Work to be completed: Consider the listing below. Extract exactly the lines from the line containing "Target: white window frame" to the line containing "Target: black door lever handle", both included.

Record extracts:

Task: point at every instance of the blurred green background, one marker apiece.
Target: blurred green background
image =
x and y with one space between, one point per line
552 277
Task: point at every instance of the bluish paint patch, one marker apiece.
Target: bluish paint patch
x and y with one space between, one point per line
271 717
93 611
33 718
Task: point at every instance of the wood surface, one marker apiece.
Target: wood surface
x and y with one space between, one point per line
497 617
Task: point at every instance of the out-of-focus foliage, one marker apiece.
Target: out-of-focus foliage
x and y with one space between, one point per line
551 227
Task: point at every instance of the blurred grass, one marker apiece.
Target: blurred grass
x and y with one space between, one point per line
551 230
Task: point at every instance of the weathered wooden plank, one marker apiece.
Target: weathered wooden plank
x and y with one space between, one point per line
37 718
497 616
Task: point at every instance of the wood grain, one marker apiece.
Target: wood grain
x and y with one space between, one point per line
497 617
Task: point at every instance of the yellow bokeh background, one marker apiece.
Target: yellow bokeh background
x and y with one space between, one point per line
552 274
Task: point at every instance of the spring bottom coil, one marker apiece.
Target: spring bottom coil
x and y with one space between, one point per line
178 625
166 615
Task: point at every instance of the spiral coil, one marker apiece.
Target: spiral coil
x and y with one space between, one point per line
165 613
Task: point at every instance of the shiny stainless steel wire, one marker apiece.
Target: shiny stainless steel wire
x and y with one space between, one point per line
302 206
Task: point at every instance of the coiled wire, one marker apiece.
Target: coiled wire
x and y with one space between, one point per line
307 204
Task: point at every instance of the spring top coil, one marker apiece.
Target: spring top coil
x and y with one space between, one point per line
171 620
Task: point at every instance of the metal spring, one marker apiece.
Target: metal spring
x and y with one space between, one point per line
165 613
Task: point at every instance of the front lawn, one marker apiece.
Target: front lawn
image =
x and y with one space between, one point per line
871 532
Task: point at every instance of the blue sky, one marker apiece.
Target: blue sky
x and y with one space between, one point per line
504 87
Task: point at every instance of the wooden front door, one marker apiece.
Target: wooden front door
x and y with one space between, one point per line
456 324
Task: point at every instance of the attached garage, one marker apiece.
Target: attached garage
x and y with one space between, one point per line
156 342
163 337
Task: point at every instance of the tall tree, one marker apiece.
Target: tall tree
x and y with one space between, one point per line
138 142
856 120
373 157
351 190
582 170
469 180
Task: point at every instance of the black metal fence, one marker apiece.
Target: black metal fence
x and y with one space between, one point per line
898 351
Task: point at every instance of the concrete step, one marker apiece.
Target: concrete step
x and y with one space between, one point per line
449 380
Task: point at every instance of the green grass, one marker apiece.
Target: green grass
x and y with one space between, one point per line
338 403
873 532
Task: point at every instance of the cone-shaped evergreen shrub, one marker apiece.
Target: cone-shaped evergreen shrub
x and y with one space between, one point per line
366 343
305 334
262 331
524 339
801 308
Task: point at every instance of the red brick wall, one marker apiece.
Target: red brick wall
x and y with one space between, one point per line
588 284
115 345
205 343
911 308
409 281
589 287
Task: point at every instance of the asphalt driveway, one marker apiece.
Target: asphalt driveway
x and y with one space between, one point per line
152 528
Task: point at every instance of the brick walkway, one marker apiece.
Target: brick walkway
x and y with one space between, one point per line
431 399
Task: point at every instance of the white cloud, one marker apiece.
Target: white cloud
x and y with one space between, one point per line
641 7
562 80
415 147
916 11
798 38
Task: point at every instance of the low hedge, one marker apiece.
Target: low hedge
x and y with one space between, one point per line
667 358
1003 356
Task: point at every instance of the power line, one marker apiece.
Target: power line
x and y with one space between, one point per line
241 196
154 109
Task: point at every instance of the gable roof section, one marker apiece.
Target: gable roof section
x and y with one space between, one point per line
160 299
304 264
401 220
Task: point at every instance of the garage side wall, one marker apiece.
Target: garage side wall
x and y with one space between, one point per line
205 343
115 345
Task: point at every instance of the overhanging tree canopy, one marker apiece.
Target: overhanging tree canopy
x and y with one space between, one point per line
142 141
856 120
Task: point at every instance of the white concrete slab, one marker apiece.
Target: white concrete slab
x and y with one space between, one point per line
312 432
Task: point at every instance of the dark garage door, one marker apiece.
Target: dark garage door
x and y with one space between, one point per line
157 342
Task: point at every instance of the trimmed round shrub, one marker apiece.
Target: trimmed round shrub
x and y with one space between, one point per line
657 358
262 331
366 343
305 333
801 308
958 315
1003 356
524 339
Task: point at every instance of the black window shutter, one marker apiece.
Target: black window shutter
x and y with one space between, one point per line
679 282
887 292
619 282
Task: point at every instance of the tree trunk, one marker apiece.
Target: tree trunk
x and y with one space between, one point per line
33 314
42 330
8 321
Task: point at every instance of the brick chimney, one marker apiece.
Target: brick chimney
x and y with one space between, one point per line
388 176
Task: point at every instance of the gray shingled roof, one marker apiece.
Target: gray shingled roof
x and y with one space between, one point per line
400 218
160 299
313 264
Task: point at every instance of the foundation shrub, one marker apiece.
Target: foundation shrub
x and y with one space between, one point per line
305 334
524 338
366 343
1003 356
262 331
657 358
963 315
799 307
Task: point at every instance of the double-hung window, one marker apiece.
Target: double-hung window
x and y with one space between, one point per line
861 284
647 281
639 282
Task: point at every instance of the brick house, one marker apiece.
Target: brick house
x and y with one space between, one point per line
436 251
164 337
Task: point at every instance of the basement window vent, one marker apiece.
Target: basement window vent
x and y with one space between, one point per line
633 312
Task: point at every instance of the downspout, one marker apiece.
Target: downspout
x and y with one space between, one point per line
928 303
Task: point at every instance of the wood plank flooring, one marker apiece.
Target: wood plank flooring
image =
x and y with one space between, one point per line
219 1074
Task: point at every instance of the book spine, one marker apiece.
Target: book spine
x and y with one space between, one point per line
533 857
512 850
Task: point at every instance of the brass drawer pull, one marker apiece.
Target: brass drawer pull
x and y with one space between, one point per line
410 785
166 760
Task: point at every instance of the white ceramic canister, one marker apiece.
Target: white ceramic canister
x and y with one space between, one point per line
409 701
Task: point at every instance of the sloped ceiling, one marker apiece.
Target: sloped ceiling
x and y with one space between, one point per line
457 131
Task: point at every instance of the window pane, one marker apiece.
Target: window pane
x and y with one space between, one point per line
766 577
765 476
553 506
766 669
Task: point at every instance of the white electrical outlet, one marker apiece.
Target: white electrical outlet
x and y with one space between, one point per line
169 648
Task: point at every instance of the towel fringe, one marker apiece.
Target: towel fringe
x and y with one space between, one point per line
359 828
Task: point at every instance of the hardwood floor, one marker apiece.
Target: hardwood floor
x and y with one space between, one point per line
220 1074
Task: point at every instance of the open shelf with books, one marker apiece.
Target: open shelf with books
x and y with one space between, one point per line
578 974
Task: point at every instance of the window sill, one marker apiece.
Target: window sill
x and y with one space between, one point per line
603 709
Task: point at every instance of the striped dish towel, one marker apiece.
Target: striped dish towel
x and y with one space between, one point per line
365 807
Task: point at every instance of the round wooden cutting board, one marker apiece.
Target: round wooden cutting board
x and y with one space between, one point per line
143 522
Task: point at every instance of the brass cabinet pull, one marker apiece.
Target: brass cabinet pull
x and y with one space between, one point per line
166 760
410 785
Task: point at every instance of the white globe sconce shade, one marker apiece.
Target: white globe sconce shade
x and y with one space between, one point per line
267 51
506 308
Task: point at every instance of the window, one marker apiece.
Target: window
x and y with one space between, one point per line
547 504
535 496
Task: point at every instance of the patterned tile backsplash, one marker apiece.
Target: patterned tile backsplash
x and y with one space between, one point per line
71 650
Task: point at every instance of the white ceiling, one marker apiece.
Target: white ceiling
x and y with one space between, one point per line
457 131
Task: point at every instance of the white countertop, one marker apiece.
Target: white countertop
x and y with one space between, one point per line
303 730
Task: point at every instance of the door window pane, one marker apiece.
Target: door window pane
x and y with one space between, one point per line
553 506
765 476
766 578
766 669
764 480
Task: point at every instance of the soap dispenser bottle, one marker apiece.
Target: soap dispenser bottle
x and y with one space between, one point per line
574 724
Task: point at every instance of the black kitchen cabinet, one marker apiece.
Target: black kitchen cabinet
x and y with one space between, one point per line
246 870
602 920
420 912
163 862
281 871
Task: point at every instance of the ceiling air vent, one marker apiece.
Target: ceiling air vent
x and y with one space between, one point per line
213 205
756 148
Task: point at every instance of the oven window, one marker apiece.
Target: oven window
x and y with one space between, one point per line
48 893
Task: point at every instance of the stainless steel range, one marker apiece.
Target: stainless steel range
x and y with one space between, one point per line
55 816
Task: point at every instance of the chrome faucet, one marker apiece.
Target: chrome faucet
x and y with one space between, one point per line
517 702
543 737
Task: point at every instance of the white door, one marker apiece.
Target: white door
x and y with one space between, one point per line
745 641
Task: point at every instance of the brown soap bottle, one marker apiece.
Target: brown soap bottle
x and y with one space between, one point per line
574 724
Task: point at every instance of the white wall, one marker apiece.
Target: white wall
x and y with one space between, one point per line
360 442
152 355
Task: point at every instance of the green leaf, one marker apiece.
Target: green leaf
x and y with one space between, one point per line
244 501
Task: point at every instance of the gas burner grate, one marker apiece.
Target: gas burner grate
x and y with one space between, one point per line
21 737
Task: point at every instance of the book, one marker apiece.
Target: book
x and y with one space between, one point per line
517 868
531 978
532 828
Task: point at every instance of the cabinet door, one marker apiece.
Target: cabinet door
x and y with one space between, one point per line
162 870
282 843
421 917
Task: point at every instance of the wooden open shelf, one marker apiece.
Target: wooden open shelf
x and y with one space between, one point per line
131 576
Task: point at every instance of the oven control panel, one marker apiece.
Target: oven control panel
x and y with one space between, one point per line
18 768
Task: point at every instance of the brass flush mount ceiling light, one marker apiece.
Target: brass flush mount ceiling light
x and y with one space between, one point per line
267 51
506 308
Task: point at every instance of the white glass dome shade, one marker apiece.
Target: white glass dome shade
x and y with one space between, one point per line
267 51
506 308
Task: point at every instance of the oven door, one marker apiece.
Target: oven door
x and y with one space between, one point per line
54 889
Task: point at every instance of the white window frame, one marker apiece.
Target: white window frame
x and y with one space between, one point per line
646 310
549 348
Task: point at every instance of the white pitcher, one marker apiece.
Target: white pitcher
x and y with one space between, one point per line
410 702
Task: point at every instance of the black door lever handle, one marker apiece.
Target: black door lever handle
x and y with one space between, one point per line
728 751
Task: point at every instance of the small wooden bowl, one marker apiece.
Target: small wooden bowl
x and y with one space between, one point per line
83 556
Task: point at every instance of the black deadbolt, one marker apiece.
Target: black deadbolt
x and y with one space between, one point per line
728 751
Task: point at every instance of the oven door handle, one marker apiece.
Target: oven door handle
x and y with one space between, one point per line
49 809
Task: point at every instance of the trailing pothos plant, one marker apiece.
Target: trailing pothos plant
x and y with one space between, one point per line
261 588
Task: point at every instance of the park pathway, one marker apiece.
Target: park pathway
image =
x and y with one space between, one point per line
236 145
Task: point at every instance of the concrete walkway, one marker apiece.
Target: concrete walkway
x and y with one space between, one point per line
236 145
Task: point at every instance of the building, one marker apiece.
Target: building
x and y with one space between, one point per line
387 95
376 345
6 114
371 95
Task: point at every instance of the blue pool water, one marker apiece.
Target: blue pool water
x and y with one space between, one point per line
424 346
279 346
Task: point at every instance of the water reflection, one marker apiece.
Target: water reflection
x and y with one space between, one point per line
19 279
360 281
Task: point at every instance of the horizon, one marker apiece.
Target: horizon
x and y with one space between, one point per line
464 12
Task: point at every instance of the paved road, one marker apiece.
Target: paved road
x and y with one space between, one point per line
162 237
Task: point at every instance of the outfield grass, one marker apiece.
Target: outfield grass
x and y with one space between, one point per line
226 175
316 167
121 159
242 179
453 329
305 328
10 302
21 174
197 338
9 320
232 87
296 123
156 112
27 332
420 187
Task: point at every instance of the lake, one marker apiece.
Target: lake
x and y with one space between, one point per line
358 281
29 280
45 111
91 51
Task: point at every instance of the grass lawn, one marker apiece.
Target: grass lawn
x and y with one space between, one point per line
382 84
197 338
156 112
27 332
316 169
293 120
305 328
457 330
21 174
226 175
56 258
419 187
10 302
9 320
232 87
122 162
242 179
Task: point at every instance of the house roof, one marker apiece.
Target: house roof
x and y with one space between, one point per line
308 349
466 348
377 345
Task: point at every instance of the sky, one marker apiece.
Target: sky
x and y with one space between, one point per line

Final answer:
Target: white window frame
x and y with one space between, one point per line
646 310
549 348
Task: point at every instance of the white pitcher, one marker apiece.
Target: white pitcher
x and y with one space between, one point per line
410 702
Task: point at every instance of the black door lever handle, one marker apiece.
Target: black door lever handle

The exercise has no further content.